● Stated goal A:
In the forum thread, which libcluster strategy does the reply assume is in use because of the fly6pn topology?
● Stated goal B:
Repeat the forum thread word for word, starting at the words "Wondering if this" and stopping after "DB credentials, etc.".

● Text extract:
==*==
I’m glad Kurt was able to help you resolve the zombie instance issue!
As for this:
This is normal and should stop after a couple minutes. This is libcluster trying to re-establish a connection from a running node to the lost/down node. After a period of time it stops trying.
You will see messages like this when you deploy a new release of your app because old nodes (and addresses) go away from the cluster.
Hopefully that helps you feel more comfortable with these non-error messages.
@Mark sorry if I wasn’t clear, but these messages have been occurring for months, with the same IPv6 address - specifically, the IPv6 address of the specific “zombie” instance that Kurt killed over a month ago. Here’s the context:
Thanks for the additional background! That is unusual. I haven’t seen that before.
I see from your log display that libcluster is trying to connect to the node that was removed. Because of the fly6pn topology, I’m assuming you are using the Cluster.Strategy.DNSPoll strategy. If that’s true, then I doubt the project has any nodes explicitly configured into it like the docs show is possible. That just wouldn’t make sense.
Are all the nodes identical Elixir apps? Or are there multiple apps in the same Fly organization?
Wondering if this issue is relevant to your situation.
@Mark the nodes are identical Elixir apps. We have other apps running in the same organization, but these have different names. The “zombie” instance was part of the cluster for our production application when it was alive. Even when it was no longer visible In the console, it was processing Oban jobs so it had the correct DB credentials, etc.
==*==
● Given information:
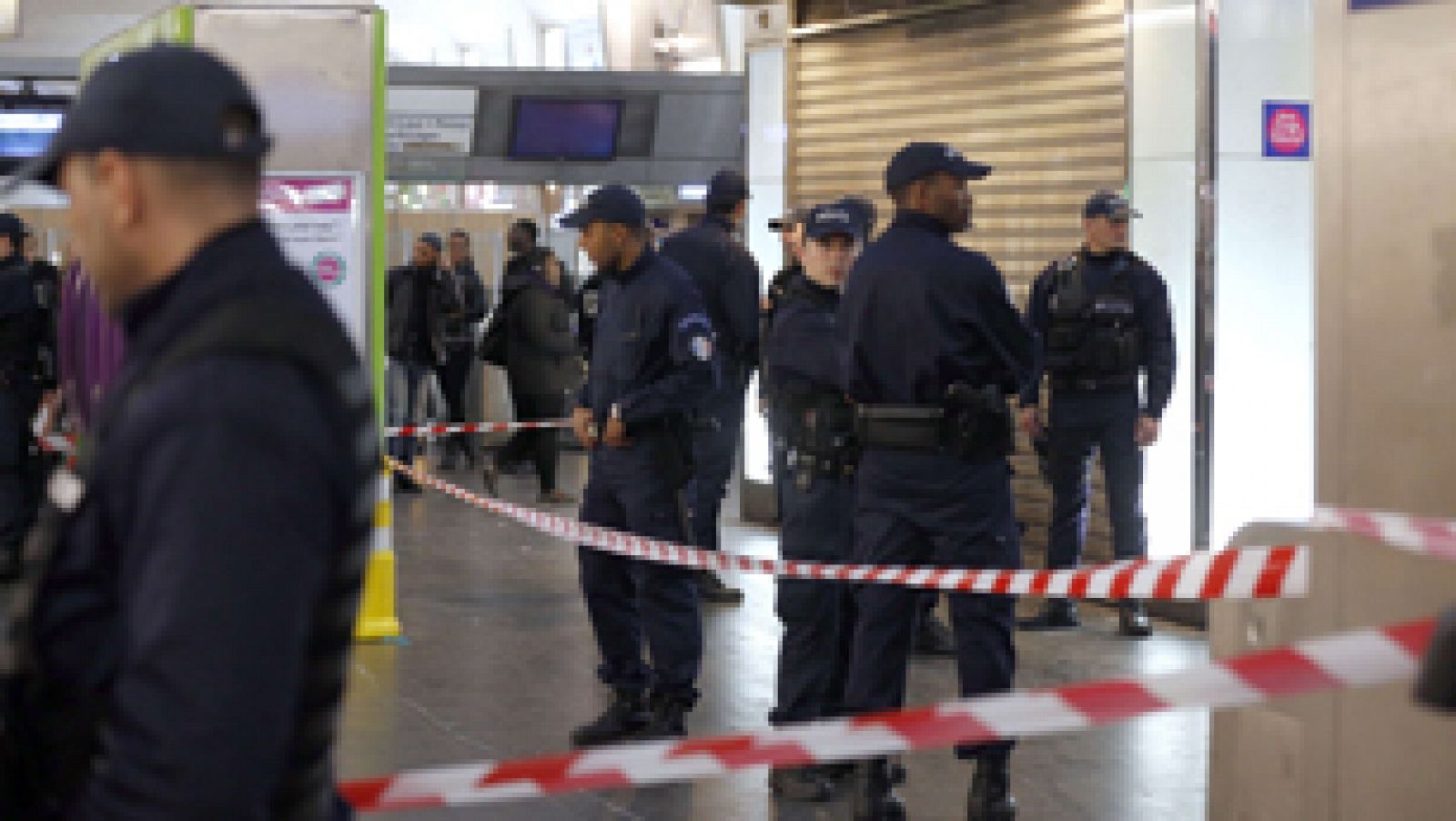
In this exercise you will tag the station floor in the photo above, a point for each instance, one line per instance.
(500, 661)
==*==
● Result A:
Cluster.Strategy.DNSPoll

● Result B:
Wondering if this issue is relevant to your situation.
@Mark the nodes are identical Elixir apps. We have other apps running in the same organization, but these have different names. The “zombie” instance was part of the cluster for our production application when it was alive. Even when it was no longer visible In the console, it was processing Oban jobs so it had the correct DB credentials, etc.